▶ _Stored records_:
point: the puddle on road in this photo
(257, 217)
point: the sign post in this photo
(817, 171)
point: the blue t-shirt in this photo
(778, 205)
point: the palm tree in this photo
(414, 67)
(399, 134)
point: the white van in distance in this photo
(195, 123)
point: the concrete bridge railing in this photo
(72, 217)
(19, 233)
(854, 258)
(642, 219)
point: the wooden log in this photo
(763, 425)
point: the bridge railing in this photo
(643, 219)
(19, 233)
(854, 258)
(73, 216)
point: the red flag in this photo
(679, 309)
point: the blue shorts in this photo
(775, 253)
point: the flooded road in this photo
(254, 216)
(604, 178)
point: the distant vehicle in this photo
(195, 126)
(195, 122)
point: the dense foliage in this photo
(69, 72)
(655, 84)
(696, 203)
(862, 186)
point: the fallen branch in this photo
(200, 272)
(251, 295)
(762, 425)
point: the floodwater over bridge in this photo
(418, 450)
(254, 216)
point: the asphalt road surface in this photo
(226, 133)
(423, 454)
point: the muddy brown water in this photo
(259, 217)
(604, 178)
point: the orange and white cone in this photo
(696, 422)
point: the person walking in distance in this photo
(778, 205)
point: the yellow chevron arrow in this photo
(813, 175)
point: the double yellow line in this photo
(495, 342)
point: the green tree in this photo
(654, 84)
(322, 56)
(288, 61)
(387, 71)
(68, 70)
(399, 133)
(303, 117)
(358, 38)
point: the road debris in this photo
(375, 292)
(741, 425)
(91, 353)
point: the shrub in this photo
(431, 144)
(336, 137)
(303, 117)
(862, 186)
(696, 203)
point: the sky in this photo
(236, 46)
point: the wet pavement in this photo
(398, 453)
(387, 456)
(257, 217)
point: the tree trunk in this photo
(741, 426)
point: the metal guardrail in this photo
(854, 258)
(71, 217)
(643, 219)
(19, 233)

▶ _Exercise goal_:
Reproduce the rows above with every occurrence of "bridge railing" changed to "bridge barrier" and everything else left as it stands.

▶ _Reply to the exercise_:
point: the puddle on road in this photo
(257, 217)
point: the sign post in this photo
(817, 171)
point: the blue t-shirt in this photo
(778, 205)
point: the palm tree in this photo
(414, 67)
(399, 134)
point: the white van in distance in this photo
(195, 123)
point: the concrete bridge barrier in this photo
(72, 217)
(19, 233)
(854, 258)
(642, 219)
point: the wooden log in this photo
(763, 425)
point: the bridge barrier in this photo
(643, 219)
(19, 233)
(854, 258)
(73, 216)
point: the red flag in this photo
(679, 309)
point: the blue shorts in this photo
(775, 253)
point: the flooded road in this photo
(254, 216)
(604, 178)
point: the distant vehicle in this photo
(195, 126)
(195, 122)
point: the dense foliage in this photo
(69, 72)
(655, 84)
(696, 203)
(862, 186)
point: the fallen branch in this photo
(200, 272)
(251, 295)
(762, 425)
point: the floodwater over bridge in this photo
(418, 450)
(254, 216)
point: the asphalt road surface in this photo
(226, 133)
(423, 454)
point: the muddy brown water in this photo
(259, 217)
(604, 178)
point: the orange and white cone in this photo
(696, 422)
point: the person walking in distance in this photo
(778, 205)
point: the yellow chevron arrow in this photo
(813, 175)
point: the double yellow line in this photo
(495, 342)
point: the green tree in this photo
(654, 84)
(322, 56)
(288, 61)
(387, 71)
(68, 70)
(399, 133)
(303, 117)
(358, 38)
point: the road debris in this photo
(375, 292)
(741, 425)
(91, 353)
point: the shrub in this photo
(431, 144)
(336, 137)
(303, 117)
(862, 186)
(696, 203)
point: the sky in this photo
(236, 46)
point: the wet pavement in this photo
(398, 453)
(387, 456)
(257, 217)
point: the tree trunk in this photo
(741, 426)
point: the metal guardrail in this photo
(854, 258)
(71, 217)
(643, 219)
(19, 233)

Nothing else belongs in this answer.